**THE PROBLEM:** Every record below should be repeated exactly, with the pictures left out.

Top of TASK INPUT

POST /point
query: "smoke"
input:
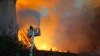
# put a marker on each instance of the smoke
(28, 16)
(72, 25)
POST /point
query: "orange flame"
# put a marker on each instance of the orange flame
(41, 42)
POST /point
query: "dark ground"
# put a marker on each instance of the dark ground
(9, 47)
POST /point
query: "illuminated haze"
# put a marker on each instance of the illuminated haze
(68, 24)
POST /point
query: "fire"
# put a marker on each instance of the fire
(42, 42)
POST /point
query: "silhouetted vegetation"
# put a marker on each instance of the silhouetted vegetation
(9, 47)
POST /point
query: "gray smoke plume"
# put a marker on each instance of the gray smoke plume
(28, 16)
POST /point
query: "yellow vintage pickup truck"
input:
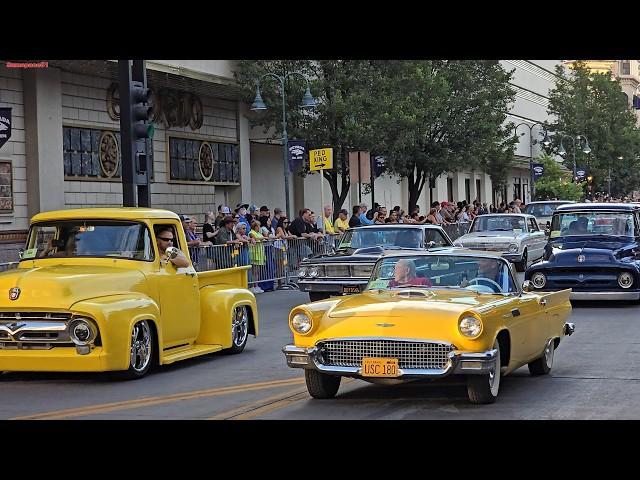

Bottom of TASK INPUT

**RESPONSE:**
POST /point
query: "smoke"
input:
# put a marker on each instance of the smoke
(28, 16)
(72, 25)
POST /point
query: "orange flame"
# put a marker on each instance of the orange flame
(41, 42)
POST /point
query: "dark ground"
# put a marker on each instance of the dark ground
(9, 47)
POST /point
query: "illuminated haze"
# put a marker on each instance of the illuminated haze
(68, 24)
POST /point
query: "fire"
# put a marker on each instance of the fire
(42, 42)
POST /point
query: "silhouetted vegetation"
# put a marker on each instance of the silhouetted vegetation
(9, 47)
POST /point
query: "gray smoke plume"
# put a marker on each instance of the gray smoke plume
(28, 16)
POST /point
query: "yellow vintage pickup truck"
input:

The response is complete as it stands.